[START Excerpt to read]

Exploring Cape Town and the Winelands


-by Lindy Howard

If you're visiting Cape Town for the first time, you’re in for something completely different. This town that started off as an isolated supply post at the end of the world is now one of South Africa's largest, most colourful and thriving cities. Safaris, beautiful beaches, the winelands and a thriving metropolis can all be found fairly close to each other.

Victoria & Albert Waterfront

If you arrive by sea the first place you're likely to land is the Victoria and Alfred Waterfront, and that's as good a starting point as any.

The V&A is one of Cape Town's premier tourist and shopping districts, but it's not all for show. The surrounding port is still operative and you can watch the busy operations as you visit the V&A's hundreds of shops and cafes or the Two Oceans Aquarium.
 
Nelson Mandela Gateway & Robben Island

From the waterfront, you can head through the Nelson Mandela Gateway and board the ferry to Robben Island, where Mandela and many others spent years as political prisoners. And if a sea voyage is not on the agenda, take a stroll around and see Cape Town's iconic Cape Dutch architecture. It's an intriguing mixture of French, German, Dutch and British stylings unique to this part of the world.
 
The Cape Town Coastline

If aquatic pursuits are more your style, Cape Town's unique geography makes for an interesting day at the beach. The Atlantic waters to the west are substantially colder than the Indian Ocean to the east, and each one harbors different creatures. The Indian Ocean is perhaps better for diving and wildlife while the Atlantic coast has more developed residential areas and restaurants.

[END Excerpt to read]
[START Dataset]

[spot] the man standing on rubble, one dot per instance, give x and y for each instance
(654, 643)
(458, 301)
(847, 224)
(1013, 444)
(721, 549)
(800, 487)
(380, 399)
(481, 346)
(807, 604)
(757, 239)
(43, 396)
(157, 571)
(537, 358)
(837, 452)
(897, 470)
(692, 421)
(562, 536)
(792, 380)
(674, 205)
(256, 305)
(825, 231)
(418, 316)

[END Dataset]

Reproduce the Cape Town travel piece word for word, from "-by Lindy Howard" up to and including "to each other.".

§ The solution:
-by Lindy Howard

If you're visiting Cape Town for the first time, you’re in for something completely different. This town that started off as an isolated supply post at the end of the world is now one of South Africa's largest, most colourful and thriving cities. Safaris, beautiful beaches, the winelands and a thriving metropolis can all be found fairly close to each other.